- [TASK REQUIREMENTS]: Your answer should hold every line of the records below that contains the string "trunk".

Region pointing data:
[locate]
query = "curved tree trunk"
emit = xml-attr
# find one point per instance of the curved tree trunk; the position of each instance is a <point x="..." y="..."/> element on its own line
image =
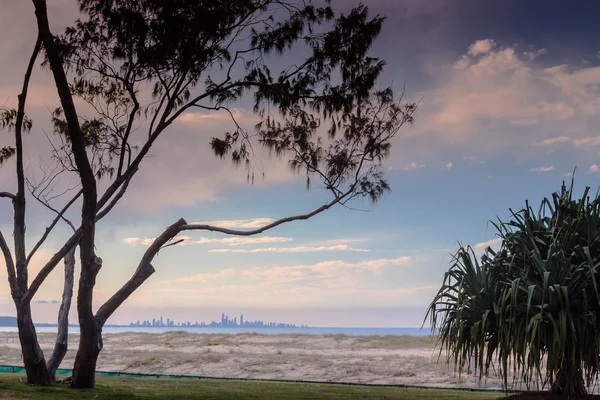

- [COMPLETED EXERCISE]:
query = "curved tree trunk"
# find one point per instance of the curved tree trunk; the position of each instance is a <point x="..." y="..."/> element on its own line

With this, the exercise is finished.